# GOAL OF THE EXERCISE
Rewrite the material, swapping "bounding box" for "rectangle" and leaving everything else as it is.

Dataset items
┌──

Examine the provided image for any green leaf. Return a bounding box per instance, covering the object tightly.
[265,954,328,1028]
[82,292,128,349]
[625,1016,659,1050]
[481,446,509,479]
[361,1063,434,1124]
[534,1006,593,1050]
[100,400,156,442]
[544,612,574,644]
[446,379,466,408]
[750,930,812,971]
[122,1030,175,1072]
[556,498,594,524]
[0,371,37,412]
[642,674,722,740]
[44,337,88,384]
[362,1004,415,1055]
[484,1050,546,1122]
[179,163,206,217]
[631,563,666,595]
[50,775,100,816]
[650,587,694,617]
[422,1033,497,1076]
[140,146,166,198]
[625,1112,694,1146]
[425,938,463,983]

└──

# SOLVED PROBLEM
Examine the provided image for any green leaf. Return a rectangle per instance, covering the object tightly.
[265,954,328,1028]
[82,292,128,349]
[625,1016,659,1050]
[481,446,509,479]
[361,1063,434,1124]
[534,1006,593,1050]
[100,400,156,442]
[544,612,574,644]
[446,379,466,408]
[750,930,812,971]
[122,1030,175,1072]
[556,498,594,524]
[0,371,37,412]
[642,674,722,740]
[44,337,88,384]
[362,1004,415,1055]
[484,1050,546,1122]
[179,163,206,217]
[631,563,666,595]
[50,775,100,816]
[650,587,694,617]
[422,1033,497,1076]
[140,146,166,198]
[625,1112,694,1146]
[425,938,463,983]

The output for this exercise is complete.